COMPUTATIONAL NEUROSCIENCE LAB
Thinking about brain and brain-like things ...

 
Home Goal IIT Madras Research People Projects Publications Education Contact Us


Primary Goal:  

Modeling motor aspects of Basal Ganglia  to understand Parkinson’s disease. 

Computational neuroscience today seems to face an interesting paradox. While there are accurate, extremely  detailed computational models at molecular level (ion channels, signaling pathways etc) and cell level (whole neurons with dendritic arbors and channel/receptor distributions etc), our systems-level understanding of important brain structures (thalamus, basal ganglia, hippocampus,..) is still quite sketchy. People spend enormous amount of time/money to study drug-receptor interactions but very little is known about the drug action at large-scale, systems level. There is an urgent need to develop coarse-grained, large-scale, systems-level models of brain function with immense potential clinical applications. Some specific questions are being studied: 

-         How does the brain produce handwriting?

EXERCISE INSTRUCTIONS: What does the lab page give as its primary goal? Answer using only the lab page above.

ENTRIES PROVIDED:
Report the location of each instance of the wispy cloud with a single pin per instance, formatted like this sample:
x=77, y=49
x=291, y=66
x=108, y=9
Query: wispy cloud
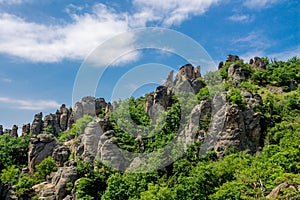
x=260, y=4
x=38, y=42
x=12, y=1
x=54, y=43
x=255, y=40
x=22, y=104
x=241, y=18
x=284, y=55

WRITTEN SOLUTION: Modeling motor aspects of Basal Ganglia to understand Parkinson’s disease.